* **СТРАНИЦА**:
※ ※ ※
У Кузмина оставался последний способ напомнить о существовании себя как поэта – одно-два стихотворения на страницах коллективных сборников. Так, в сборник Ленинградского отделения Всероссийского Союза поэтов «Костер» Кузмин отдает три части из цикла «Панорама с выносками»[648]: псевдопримитивную зарисовку «Природа природствующая и природа оприроденная (Natura naturans et natura naturata)», герметичную гностическую «Выноску первую» и загадочный поэтический детектив с мистическими деталями «Темные улицы рождают темные чувства»[649]. В контексте цикла «Панорама с выносками» (он выйдет в 1929 году в составе книги «Форель разбивает лед») столь разнородные тексты выглядят как органичные детали большого, хотя и лоскутного полотна, общая идея которого, по мысли А. Синявского, «соотношение искусства и действительности»[650]. Однако по отдельности эти тексты создают принципиально не сводимую к доминанте поэтику, которая балансирует между крайностями предельной простоты и максимальной герметичности, охотно впадая в обе:

– Зайдите, миленький, в барак,

Там вам покажут крокодила,

Там ползает японский рак…

(«Природа природствующая…»);

Следом

За Ганимедом

Спешит вестник,

А прыгун-прелестник

Катит обруч палочкой,

Не думая об обрученьи,

Ни об ученьи

(«Выноска первая»);

Не так, не так рождается любовь!

Вошла стареющая персианка,

Держа в руках поддельный документ, —

И пронеслось в обычном кабинете

Восточным клектом сладостное: – Месть!

(«Темные улицы…»)
※ ※ ※
* **ИСХОДНЫЙ МАТЕРИАЛ**:

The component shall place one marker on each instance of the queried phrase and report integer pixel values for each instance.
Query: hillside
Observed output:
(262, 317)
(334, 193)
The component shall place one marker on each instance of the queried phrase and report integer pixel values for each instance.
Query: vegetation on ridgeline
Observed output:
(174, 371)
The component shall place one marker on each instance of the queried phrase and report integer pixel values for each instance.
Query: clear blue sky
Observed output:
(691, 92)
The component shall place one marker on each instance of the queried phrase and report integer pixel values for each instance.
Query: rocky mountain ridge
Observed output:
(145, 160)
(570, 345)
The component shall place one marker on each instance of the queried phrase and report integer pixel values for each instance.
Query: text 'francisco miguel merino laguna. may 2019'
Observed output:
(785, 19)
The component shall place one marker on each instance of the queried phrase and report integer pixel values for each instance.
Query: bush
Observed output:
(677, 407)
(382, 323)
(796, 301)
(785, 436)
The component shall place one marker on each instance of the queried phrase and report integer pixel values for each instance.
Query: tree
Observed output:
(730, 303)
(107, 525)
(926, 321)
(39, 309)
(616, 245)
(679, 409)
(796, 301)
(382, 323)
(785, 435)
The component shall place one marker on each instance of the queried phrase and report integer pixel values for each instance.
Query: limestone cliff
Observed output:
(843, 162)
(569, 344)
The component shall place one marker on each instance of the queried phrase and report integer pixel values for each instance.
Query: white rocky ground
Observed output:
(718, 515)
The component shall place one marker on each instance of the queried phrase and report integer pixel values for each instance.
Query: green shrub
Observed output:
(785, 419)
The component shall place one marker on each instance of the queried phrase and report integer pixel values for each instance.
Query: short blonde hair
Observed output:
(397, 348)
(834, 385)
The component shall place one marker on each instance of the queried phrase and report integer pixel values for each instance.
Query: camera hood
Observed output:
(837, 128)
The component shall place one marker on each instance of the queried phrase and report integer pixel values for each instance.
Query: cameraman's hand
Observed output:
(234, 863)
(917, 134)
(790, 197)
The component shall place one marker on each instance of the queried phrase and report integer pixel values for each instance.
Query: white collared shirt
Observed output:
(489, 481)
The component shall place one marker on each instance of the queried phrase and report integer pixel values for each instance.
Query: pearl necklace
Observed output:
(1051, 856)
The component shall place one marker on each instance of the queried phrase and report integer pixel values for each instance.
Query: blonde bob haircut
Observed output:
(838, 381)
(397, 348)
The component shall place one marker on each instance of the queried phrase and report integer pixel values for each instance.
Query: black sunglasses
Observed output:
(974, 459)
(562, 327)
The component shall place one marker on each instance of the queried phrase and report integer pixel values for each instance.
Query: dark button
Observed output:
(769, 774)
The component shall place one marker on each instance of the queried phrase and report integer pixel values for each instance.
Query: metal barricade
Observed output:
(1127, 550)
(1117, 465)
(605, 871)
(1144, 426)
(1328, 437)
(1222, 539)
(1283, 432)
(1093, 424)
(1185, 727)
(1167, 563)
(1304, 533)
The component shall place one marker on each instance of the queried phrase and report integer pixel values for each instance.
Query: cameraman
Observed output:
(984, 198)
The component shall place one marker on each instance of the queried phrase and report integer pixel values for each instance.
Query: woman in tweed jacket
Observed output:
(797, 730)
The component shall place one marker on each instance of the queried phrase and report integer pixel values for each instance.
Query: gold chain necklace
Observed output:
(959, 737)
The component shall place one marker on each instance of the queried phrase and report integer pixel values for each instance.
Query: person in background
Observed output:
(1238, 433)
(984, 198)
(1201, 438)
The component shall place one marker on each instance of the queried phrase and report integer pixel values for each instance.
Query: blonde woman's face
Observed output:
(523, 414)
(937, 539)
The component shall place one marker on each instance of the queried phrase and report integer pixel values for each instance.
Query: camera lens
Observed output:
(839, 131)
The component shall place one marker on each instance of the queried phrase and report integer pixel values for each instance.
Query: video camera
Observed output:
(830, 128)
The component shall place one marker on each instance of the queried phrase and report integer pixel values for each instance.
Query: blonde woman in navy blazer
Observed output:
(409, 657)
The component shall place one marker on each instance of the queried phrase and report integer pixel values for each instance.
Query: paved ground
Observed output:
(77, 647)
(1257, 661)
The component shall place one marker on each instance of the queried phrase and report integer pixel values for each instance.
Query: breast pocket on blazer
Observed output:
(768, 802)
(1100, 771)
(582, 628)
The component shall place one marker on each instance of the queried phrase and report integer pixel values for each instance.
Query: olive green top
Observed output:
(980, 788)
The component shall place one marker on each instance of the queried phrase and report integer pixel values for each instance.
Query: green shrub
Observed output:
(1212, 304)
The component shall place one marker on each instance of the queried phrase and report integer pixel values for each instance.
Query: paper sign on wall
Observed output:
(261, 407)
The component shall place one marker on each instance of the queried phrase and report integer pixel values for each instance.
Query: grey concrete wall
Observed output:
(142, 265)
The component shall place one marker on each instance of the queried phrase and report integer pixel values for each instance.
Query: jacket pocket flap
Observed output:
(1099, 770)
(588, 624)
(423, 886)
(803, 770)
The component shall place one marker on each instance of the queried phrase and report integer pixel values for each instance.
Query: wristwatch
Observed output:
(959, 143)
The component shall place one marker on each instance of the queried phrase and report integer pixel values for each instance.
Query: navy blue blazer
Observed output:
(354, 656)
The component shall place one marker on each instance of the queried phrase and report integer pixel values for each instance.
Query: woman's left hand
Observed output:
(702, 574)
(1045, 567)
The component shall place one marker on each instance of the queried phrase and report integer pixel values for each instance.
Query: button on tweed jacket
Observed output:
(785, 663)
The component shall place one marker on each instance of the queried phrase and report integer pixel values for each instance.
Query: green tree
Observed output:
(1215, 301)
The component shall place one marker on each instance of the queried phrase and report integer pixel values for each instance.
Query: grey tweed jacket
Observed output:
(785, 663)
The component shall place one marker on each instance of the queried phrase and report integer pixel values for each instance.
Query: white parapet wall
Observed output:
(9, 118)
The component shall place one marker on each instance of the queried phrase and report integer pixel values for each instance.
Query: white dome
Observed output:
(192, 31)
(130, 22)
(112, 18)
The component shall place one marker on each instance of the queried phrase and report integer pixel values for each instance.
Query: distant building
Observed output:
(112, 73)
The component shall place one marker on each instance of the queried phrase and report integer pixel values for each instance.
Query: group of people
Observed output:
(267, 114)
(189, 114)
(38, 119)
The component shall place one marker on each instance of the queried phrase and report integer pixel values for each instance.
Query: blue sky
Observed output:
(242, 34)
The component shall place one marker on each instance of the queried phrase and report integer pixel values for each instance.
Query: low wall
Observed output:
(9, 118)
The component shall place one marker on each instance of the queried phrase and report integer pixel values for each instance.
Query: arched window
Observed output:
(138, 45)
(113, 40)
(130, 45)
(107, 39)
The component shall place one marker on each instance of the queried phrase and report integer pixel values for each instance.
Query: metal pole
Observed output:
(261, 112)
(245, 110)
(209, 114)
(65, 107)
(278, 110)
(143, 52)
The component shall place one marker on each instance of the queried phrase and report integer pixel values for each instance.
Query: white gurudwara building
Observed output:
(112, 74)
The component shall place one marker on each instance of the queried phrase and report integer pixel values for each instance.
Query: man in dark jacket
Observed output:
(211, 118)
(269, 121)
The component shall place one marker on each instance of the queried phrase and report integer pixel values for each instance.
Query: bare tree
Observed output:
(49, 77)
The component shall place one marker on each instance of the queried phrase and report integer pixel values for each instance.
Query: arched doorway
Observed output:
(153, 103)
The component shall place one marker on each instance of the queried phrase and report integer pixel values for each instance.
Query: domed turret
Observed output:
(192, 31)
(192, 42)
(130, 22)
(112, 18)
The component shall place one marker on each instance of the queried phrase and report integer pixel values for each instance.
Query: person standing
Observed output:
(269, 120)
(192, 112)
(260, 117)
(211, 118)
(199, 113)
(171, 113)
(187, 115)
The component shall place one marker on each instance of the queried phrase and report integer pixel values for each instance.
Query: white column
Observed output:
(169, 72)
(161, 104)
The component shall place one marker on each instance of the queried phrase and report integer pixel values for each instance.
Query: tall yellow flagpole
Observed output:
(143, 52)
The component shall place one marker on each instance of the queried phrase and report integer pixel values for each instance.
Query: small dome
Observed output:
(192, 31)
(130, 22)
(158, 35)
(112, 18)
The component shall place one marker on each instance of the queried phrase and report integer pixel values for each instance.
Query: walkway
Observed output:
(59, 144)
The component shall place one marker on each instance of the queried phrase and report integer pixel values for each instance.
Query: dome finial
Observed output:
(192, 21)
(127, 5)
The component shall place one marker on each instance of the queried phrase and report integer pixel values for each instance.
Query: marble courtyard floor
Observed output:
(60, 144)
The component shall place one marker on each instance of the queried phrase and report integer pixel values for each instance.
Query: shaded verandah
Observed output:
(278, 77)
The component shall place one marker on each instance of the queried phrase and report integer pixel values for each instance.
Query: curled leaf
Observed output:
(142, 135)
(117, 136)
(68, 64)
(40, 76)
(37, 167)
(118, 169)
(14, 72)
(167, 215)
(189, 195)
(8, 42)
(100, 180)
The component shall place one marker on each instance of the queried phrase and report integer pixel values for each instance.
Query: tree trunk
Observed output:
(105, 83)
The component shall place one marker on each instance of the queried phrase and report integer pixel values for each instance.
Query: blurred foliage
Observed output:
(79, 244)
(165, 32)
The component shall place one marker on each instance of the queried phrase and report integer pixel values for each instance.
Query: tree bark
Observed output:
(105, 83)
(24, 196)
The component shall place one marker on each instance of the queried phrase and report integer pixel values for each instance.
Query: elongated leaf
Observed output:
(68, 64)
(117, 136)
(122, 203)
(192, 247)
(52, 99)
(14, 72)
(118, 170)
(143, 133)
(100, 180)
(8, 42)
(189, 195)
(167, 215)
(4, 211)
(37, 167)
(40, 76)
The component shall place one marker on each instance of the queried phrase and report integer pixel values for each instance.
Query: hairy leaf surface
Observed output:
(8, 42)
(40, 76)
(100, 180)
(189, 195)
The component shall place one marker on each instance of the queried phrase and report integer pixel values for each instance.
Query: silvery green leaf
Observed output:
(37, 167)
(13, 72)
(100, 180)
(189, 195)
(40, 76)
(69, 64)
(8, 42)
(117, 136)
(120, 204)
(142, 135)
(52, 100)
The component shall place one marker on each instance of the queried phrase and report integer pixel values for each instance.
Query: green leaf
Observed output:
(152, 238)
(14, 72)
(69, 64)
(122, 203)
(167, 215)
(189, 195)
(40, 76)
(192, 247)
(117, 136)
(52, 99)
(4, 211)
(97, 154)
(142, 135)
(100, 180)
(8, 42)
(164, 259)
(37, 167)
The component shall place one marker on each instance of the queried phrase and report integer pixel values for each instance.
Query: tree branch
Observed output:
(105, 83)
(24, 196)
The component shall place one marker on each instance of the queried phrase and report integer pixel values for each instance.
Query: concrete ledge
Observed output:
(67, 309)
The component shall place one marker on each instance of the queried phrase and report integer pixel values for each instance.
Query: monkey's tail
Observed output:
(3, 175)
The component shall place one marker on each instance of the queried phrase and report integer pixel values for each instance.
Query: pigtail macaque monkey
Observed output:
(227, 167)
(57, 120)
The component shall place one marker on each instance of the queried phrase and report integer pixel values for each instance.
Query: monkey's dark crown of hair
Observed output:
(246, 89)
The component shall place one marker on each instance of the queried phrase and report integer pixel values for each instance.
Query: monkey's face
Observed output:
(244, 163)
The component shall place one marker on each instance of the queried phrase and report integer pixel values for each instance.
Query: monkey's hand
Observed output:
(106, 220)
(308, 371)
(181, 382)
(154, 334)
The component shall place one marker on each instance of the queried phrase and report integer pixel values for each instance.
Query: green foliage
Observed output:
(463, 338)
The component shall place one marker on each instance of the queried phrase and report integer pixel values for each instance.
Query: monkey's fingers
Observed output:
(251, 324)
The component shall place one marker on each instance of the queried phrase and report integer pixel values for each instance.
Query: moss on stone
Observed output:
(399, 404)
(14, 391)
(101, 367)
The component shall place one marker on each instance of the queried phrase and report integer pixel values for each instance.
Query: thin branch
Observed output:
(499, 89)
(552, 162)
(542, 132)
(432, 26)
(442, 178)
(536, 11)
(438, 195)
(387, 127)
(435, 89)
※ ※ ※
* **ЗАДАНИЕ**:
Выпишите целиком текст о стихах Кузмина, не меняя в нём ни слова.

* **ОТВЕТ**:
У Кузмина оставался последний способ напомнить о существовании себя как поэта – одно-два стихотворения на страницах коллективных сборников. Так, в сборник Ленинградского отделения Всероссийского Союза поэтов «Костер» Кузмин отдает три части из цикла «Панорама с выносками»[648]: псевдопримитивную зарисовку «Природа природствующая и природа оприроденная (Natura naturans et natura naturata)», герметичную гностическую «Выноску первую» и загадочный поэтический детектив с мистическими деталями «Темные улицы рождают темные чувства»[649]. В контексте цикла «Панорама с выносками» (он выйдет в 1929 году в составе книги «Форель разбивает лед») столь разнородные тексты выглядят как органичные детали большого, хотя и лоскутного полотна, общая идея которого, по мысли А. Синявского, «соотношение искусства и действительности»[650]. Однако по отдельности эти тексты создают принципиально не сводимую к доминанте поэтику, которая балансирует между крайностями предельной простоты и максимальной герметичности, охотно впадая в обе:

– Зайдите, миленький, в барак,

Там вам покажут крокодила,

Там ползает японский рак…

(«Природа природствующая…»);

Следом

За Ганимедом

Спешит вестник,

А прыгун-прелестник

Катит обруч палочкой,

Не думая об обрученьи,

Ни об ученьи

(«Выноска первая»);

Не так, не так рождается любовь!

Вошла стареющая персианка,

Держа в руках поддельный документ, —

И пронеслось в обычном кабинете

Восточным клектом сладостное: – Месть!

(«Темные улицы…»)